Render all of the data below as a Markdown table with the columns Number and Entry. Put each non-blank line in its own row, numbered in order.
#### MATERIAL FOR THE TASK ####
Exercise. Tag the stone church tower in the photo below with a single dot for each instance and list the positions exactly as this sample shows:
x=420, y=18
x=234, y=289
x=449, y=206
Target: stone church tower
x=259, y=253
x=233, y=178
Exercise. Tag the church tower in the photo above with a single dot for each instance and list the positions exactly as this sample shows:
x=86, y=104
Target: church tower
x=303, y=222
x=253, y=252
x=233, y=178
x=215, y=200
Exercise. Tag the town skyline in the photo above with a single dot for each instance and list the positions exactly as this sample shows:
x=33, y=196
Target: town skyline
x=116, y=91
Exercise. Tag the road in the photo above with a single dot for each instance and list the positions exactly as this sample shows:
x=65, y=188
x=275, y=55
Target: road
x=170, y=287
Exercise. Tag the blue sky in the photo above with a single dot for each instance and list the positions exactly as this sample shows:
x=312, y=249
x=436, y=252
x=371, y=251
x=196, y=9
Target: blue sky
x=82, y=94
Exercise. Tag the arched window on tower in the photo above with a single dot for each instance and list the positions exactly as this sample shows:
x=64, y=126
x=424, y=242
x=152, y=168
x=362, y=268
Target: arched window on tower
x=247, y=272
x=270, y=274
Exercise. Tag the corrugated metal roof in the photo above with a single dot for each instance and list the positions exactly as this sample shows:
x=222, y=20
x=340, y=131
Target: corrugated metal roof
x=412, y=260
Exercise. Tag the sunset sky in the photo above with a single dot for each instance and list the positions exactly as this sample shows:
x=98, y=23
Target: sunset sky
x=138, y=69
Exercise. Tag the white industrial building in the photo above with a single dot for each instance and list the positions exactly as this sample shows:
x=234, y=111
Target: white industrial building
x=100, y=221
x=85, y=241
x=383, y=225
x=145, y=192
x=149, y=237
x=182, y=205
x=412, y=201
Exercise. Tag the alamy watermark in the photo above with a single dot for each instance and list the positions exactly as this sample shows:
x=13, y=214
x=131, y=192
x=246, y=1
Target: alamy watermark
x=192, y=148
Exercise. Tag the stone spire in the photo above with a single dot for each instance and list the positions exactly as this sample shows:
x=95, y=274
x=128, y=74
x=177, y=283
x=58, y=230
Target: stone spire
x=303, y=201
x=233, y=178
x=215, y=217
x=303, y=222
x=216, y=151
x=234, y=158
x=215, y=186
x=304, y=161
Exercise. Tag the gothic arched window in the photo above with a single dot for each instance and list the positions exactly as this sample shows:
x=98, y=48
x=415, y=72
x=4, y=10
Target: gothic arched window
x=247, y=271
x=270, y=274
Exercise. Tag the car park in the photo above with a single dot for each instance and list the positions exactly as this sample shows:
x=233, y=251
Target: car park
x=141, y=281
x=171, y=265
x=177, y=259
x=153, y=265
####
WRITTEN SOLUTION —
| Number | Entry |
|---|---|
| 1 | Exercise. Tag the stone church tower in the photo below with a single dot for each instance and list the positions exactly as this sample shows: |
| 2 | x=420, y=18 |
| 3 | x=234, y=289 |
| 4 | x=449, y=206 |
| 5 | Target: stone church tower |
| 6 | x=259, y=253 |
| 7 | x=233, y=178 |
| 8 | Exercise. Tag the church tower in the photo above with a single dot for each instance and list the positions exactly as this sample shows: |
| 9 | x=86, y=104 |
| 10 | Target: church tower |
| 11 | x=303, y=222 |
| 12 | x=253, y=252 |
| 13 | x=233, y=178 |
| 14 | x=215, y=200 |
| 15 | Exercise. Tag the town skyline in the photo above with a single dot for each instance and list the positions exactly as this sample shows: |
| 16 | x=33, y=196 |
| 17 | Target: town skyline |
| 18 | x=116, y=91 |
| 19 | Exercise. Tag the road in the photo above with a single dot for each instance and list the positions exactly as this sample shows: |
| 20 | x=65, y=188 |
| 21 | x=275, y=55 |
| 22 | Target: road |
| 23 | x=170, y=287 |
| 24 | Exercise. Tag the blue sky in the photo above with a single dot for each instance and list the positions exactly as this sample shows: |
| 25 | x=312, y=249 |
| 26 | x=436, y=252 |
| 27 | x=371, y=251 |
| 28 | x=196, y=9 |
| 29 | Target: blue sky |
| 30 | x=82, y=94 |
| 31 | Exercise. Tag the arched window on tower in the photo above with a single dot for each instance and list the positions exactly as this sample shows: |
| 32 | x=64, y=126 |
| 33 | x=424, y=242 |
| 34 | x=152, y=168 |
| 35 | x=362, y=268 |
| 36 | Target: arched window on tower |
| 37 | x=247, y=272 |
| 38 | x=270, y=274 |
| 39 | Exercise. Tag the corrugated metal roof in the photo above with a single dot for each instance and list the positions exactly as this sample shows: |
| 40 | x=222, y=20 |
| 41 | x=340, y=131 |
| 42 | Target: corrugated metal roof |
| 43 | x=412, y=260 |
| 44 | Exercise. Tag the sunset sky in the photo above with a single dot for each instance and list the positions exactly as this sample shows: |
| 45 | x=98, y=23 |
| 46 | Target: sunset sky |
| 47 | x=138, y=69 |
| 48 | Exercise. Tag the white industrial building in the photo above with a single dot for each instance and list the positions exactly as this sample shows: |
| 49 | x=234, y=111 |
| 50 | Target: white industrial building |
| 51 | x=100, y=221 |
| 52 | x=85, y=241 |
| 53 | x=383, y=225 |
| 54 | x=145, y=192 |
| 55 | x=149, y=237 |
| 56 | x=182, y=205 |
| 57 | x=412, y=201 |
| 58 | Exercise. Tag the alamy watermark in the photo above with a single dot for each instance and list the positions exactly as this sample shows: |
| 59 | x=13, y=214 |
| 60 | x=131, y=192 |
| 61 | x=246, y=1 |
| 62 | Target: alamy watermark |
| 63 | x=192, y=148 |
| 64 | Exercise. Tag the stone spire in the photo above with a single dot for each instance and list the positions exactly as this sample shows: |
| 65 | x=95, y=274 |
| 66 | x=128, y=74 |
| 67 | x=177, y=283 |
| 68 | x=58, y=230 |
| 69 | Target: stone spire |
| 70 | x=303, y=201 |
| 71 | x=233, y=178 |
| 72 | x=215, y=217 |
| 73 | x=303, y=222 |
| 74 | x=216, y=151 |
| 75 | x=234, y=158 |
| 76 | x=215, y=186 |
| 77 | x=304, y=161 |
| 78 | Exercise. Tag the gothic arched window in the photo above with a single dot for each instance and list the positions exactly as this sample shows: |
| 79 | x=98, y=48 |
| 80 | x=415, y=72 |
| 81 | x=4, y=10 |
| 82 | Target: gothic arched window |
| 83 | x=247, y=271 |
| 84 | x=270, y=274 |
| 85 | Exercise. Tag the car park in the photo above with a single dot for each instance and list the positions exactly as this sample shows: |
| 86 | x=233, y=251 |
| 87 | Target: car park |
| 88 | x=141, y=281 |
| 89 | x=171, y=265 |
| 90 | x=177, y=259 |
| 91 | x=153, y=265 |